• Excerpted text:
There may come a time in your application development journey where you need to find patterns in strings. Some methods can take time to execute, while others save you time.
One time-saving technique called regex — regular expressions — can be used to find or validate string patterns. This article takes a look at what regular expressions are, how they might be used in Java, and resources to help you with writing Java-flavored regex.
What are Regular Expressions?
At a very high level, regular expressions are just pattern matchers — characters that match a pattern. The actual metacharacters used to build a regular expression are fairly language agnostic for those languages that support using it. This means that the pattern in Java is most likely the same in JavaScript or Ruby.
The methods in Java are fairly similar to those found in other languages as well. It’s mainly the syntax that’s different.
What are Regular Expressions Used for?
A Regular Expression is useful when you need to search and replace a pattern in a string, and when you need to validate a form. Depending on the circumstances, you can test your regex pattern in a number of different ways.
Search and Replace
The first use case for using regular expressions would be if you want to search for a particular pattern and then replace it with something else.
Let’s say we have a customer database that has some email address for each customer:
Sample Customer Database
id | first_name | last_name | |
1 | Doris | Symcox | dsymcox0@elpais |
2 | Linnell | Friar | lfriar1@pinterest.com |
3 | Paulie | Mathes | pmathes2hud.gov |
4 | Davina | Boam | dboam3@people.com.cn |
5 | Hulda | Coneybeare | hconeybeare4@taobao.com |
6 | Jaymee | Barnes | jbarnes5@vistaprint.com |
7 | Wendy | Fley | wfley6@unesco..com |
8 | Torr | Rustich | trustich7@java.com |
9 | Norene | Redwing | nredwing8@umn.edu |
10 | Philbert | Merveille | pmerveille9@jimdo.com |
If you take a quick look at the database, you can see there are some typos in the email field. Now imagine having 1,000 of those fields! It would be too timely to check over each record by hand.

• Entries:
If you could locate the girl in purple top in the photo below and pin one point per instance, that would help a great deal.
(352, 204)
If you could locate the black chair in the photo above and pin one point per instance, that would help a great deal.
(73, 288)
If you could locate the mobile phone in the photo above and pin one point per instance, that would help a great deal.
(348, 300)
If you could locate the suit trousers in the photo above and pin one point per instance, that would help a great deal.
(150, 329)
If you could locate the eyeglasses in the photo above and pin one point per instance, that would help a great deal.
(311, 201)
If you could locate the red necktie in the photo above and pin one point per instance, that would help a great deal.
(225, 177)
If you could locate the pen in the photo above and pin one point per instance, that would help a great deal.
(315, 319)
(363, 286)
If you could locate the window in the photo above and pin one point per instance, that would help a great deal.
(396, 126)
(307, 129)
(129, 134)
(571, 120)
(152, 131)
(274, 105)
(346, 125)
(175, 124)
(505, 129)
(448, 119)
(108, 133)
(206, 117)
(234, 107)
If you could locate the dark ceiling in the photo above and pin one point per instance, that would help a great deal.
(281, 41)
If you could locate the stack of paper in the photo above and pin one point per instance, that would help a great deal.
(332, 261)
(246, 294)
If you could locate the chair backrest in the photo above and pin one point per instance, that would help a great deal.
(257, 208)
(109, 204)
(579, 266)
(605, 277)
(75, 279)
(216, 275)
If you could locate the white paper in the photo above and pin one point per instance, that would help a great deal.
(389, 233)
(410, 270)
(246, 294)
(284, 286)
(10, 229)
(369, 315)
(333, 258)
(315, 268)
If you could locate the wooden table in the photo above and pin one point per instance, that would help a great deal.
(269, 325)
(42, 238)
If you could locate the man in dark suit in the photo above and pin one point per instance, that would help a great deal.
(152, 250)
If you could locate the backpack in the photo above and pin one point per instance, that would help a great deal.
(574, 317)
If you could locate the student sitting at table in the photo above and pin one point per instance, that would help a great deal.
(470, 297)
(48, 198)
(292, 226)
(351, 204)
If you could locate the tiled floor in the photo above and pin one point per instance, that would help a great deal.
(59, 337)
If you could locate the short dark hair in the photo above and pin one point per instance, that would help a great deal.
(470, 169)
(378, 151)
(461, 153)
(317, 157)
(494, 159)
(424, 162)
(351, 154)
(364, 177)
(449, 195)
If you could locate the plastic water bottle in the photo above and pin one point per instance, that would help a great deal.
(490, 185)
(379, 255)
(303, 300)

• What this task involves:
Rewrite the article on regular expressions in Java, starting at "One time-saving technique" and ending at "are Regular Expressions?", with "regex" changed to "regexp" throughout. Rely solely on the article on regular expressions in Java, not on the data.

• The output:
One time-saving technique called regexp — regular expressions — can be used to find or validate string patterns. This article takes a look at what regular expressions are, how they might be used in Java, and resources to help you with writing Java-flavored regexp.
What are Regular Expressions?